>> start Stored rows

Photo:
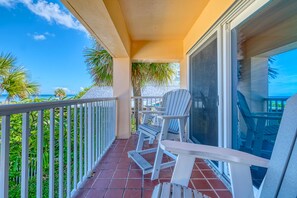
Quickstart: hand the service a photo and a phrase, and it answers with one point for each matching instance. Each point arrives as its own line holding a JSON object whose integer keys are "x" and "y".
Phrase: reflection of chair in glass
{"x": 258, "y": 129}
{"x": 154, "y": 110}
{"x": 174, "y": 119}
{"x": 280, "y": 179}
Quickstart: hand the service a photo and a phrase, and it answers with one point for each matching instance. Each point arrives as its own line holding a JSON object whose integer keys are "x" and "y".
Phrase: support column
{"x": 184, "y": 73}
{"x": 122, "y": 90}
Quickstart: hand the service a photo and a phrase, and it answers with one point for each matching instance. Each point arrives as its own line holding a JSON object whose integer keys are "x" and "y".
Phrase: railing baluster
{"x": 89, "y": 134}
{"x": 75, "y": 148}
{"x": 85, "y": 141}
{"x": 80, "y": 143}
{"x": 25, "y": 155}
{"x": 97, "y": 133}
{"x": 61, "y": 157}
{"x": 104, "y": 130}
{"x": 68, "y": 151}
{"x": 100, "y": 129}
{"x": 93, "y": 134}
{"x": 39, "y": 153}
{"x": 4, "y": 162}
{"x": 52, "y": 155}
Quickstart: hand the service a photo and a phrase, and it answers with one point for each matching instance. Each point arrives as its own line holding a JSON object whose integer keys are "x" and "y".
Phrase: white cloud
{"x": 7, "y": 3}
{"x": 49, "y": 11}
{"x": 39, "y": 37}
{"x": 64, "y": 88}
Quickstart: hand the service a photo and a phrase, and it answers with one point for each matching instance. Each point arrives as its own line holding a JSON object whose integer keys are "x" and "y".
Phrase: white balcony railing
{"x": 275, "y": 104}
{"x": 71, "y": 137}
{"x": 141, "y": 103}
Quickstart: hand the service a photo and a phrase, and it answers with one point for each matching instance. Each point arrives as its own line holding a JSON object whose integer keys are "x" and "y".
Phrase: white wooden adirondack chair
{"x": 281, "y": 176}
{"x": 174, "y": 117}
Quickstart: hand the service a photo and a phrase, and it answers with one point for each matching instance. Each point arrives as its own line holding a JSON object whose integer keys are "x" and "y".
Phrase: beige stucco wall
{"x": 122, "y": 90}
{"x": 158, "y": 51}
{"x": 211, "y": 13}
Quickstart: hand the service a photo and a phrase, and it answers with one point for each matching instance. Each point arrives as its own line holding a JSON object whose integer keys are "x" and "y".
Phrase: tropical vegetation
{"x": 100, "y": 67}
{"x": 60, "y": 93}
{"x": 14, "y": 79}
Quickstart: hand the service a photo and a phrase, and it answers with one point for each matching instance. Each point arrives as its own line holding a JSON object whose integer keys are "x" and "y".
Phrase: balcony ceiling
{"x": 145, "y": 29}
{"x": 160, "y": 20}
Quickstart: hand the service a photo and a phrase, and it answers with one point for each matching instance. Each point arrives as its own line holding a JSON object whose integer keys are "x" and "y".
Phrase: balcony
{"x": 77, "y": 154}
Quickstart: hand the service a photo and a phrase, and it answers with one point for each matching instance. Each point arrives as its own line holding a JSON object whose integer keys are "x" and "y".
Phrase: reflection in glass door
{"x": 204, "y": 91}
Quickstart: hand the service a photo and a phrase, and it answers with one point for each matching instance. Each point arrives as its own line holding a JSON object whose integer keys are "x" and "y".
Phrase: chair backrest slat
{"x": 282, "y": 165}
{"x": 289, "y": 183}
{"x": 245, "y": 111}
{"x": 178, "y": 102}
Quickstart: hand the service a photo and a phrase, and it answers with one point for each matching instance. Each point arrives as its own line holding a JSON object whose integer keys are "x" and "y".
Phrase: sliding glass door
{"x": 204, "y": 91}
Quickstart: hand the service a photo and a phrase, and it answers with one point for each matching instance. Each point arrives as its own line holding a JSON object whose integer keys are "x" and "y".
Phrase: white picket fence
{"x": 85, "y": 128}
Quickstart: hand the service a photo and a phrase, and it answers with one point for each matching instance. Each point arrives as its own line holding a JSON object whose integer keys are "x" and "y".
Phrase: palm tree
{"x": 14, "y": 80}
{"x": 60, "y": 92}
{"x": 6, "y": 62}
{"x": 100, "y": 66}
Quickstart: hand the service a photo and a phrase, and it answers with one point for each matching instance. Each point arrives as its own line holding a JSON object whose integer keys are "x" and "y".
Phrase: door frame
{"x": 213, "y": 34}
{"x": 239, "y": 12}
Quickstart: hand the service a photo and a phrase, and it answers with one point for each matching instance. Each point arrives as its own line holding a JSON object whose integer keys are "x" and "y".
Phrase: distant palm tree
{"x": 100, "y": 66}
{"x": 14, "y": 80}
{"x": 60, "y": 92}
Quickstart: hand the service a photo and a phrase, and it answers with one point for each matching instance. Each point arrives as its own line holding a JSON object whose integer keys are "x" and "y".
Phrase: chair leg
{"x": 157, "y": 163}
{"x": 140, "y": 141}
{"x": 151, "y": 141}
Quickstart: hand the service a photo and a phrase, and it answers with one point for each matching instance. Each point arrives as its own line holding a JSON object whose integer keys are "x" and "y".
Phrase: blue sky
{"x": 48, "y": 41}
{"x": 286, "y": 82}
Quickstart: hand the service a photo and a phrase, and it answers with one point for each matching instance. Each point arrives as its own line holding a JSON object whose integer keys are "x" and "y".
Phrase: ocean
{"x": 41, "y": 96}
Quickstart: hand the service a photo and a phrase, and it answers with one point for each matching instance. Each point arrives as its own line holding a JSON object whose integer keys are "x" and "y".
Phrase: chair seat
{"x": 170, "y": 190}
{"x": 153, "y": 129}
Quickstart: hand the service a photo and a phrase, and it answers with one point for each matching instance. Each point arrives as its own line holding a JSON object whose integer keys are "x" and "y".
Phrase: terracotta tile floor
{"x": 118, "y": 176}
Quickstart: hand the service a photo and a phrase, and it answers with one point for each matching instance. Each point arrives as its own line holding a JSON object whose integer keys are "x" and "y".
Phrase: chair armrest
{"x": 213, "y": 153}
{"x": 266, "y": 117}
{"x": 152, "y": 112}
{"x": 172, "y": 116}
{"x": 160, "y": 108}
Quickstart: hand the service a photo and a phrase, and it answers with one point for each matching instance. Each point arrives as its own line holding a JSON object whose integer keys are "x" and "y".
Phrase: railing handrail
{"x": 9, "y": 109}
{"x": 139, "y": 97}
{"x": 281, "y": 98}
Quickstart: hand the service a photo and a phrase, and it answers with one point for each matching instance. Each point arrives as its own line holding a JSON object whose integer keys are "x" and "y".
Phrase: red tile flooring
{"x": 117, "y": 176}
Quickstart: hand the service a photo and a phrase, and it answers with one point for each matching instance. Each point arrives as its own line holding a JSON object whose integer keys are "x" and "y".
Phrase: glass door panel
{"x": 204, "y": 91}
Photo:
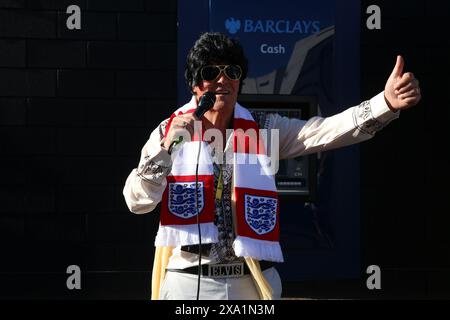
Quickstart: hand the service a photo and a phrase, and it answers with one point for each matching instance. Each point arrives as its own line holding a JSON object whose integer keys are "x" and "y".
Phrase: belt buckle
{"x": 227, "y": 270}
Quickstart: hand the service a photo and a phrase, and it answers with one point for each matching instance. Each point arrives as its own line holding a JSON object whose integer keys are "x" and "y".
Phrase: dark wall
{"x": 405, "y": 170}
{"x": 76, "y": 106}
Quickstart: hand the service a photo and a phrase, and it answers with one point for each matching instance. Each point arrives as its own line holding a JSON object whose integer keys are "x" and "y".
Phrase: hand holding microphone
{"x": 184, "y": 124}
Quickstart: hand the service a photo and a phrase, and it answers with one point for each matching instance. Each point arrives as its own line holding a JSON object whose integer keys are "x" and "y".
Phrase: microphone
{"x": 205, "y": 103}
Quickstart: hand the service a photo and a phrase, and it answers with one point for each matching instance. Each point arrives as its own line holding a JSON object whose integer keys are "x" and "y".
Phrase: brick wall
{"x": 76, "y": 106}
{"x": 404, "y": 169}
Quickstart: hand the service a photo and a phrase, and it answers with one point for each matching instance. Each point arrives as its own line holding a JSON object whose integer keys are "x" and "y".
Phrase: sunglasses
{"x": 212, "y": 72}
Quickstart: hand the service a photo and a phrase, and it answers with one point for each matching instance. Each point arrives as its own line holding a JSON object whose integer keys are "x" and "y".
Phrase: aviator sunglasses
{"x": 212, "y": 72}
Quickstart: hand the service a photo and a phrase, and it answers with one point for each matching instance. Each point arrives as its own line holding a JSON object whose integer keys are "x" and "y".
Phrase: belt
{"x": 226, "y": 270}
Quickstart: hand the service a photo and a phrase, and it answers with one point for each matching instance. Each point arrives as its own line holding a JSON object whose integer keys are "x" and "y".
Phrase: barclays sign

>> end Stored rows

:: Problem to solve ::
Please pick out every line in the items above that contains the word "tile", and copy each of those lines in full.

:: Output below ::
Phrase: terracotta tile floor
Phrase: red tile flooring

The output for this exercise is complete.